▶ **DATASET RECORDS**:

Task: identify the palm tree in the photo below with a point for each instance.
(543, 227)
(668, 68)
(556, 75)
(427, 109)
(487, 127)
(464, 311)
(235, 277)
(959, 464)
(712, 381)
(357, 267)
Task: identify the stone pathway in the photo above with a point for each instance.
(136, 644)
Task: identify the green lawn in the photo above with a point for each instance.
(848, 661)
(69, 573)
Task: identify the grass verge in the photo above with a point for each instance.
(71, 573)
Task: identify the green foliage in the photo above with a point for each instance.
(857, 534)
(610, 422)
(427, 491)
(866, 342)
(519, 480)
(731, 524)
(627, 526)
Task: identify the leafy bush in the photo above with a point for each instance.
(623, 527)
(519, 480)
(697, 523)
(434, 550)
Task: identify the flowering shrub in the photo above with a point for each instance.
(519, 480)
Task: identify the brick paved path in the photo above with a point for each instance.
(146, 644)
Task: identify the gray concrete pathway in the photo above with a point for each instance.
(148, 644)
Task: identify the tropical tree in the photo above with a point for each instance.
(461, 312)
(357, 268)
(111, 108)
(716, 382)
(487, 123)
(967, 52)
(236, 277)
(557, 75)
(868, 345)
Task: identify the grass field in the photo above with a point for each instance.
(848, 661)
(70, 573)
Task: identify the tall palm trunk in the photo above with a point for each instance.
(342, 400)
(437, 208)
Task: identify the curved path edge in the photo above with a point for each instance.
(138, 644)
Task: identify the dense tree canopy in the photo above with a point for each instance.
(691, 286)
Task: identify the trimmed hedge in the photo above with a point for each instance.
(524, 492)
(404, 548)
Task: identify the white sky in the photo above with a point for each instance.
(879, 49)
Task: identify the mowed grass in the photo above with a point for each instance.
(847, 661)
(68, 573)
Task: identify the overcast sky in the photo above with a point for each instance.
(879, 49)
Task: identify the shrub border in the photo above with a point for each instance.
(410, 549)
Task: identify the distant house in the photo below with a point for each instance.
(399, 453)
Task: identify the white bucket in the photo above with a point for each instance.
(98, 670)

▶ **WHAT TO PRODUCE**:
Revise everything from the line containing "Task: identify the tropical" down to the end of the data, changing "trimmed hedge" to "clipped hedge" and leaving every other part of those lines the same.

▶ **ANSWER BELOW**:
Task: identify the tropical tree in the photo above with a point for each instance.
(461, 312)
(357, 268)
(111, 108)
(716, 382)
(487, 123)
(967, 52)
(236, 277)
(557, 75)
(868, 345)
Task: identify the grass field in the photo above with a point for each instance.
(848, 661)
(70, 573)
Task: identify the tall palm trunk in the photo above with a point for each instance.
(342, 400)
(437, 208)
Task: identify the curved path edge in the photo above with a point for each instance.
(138, 644)
Task: identify the dense tree canopy in the photo above with a point for each instance.
(691, 286)
Task: identify the clipped hedge in the photo above with a point for each instance.
(524, 492)
(404, 548)
Task: identify the white sky in the photo above with a point for each instance.
(879, 49)
Task: identify the mowed grass in the photo above with a point for each instance.
(847, 661)
(68, 573)
Task: identify the overcast sky in the photo above with a point for each instance.
(879, 49)
Task: identify the shrub border in the photo above with a point for each instance.
(410, 549)
Task: identify the distant house in the photo below with a point for each instance.
(399, 453)
Task: identify the white bucket in the photo above with a point for each instance.
(98, 670)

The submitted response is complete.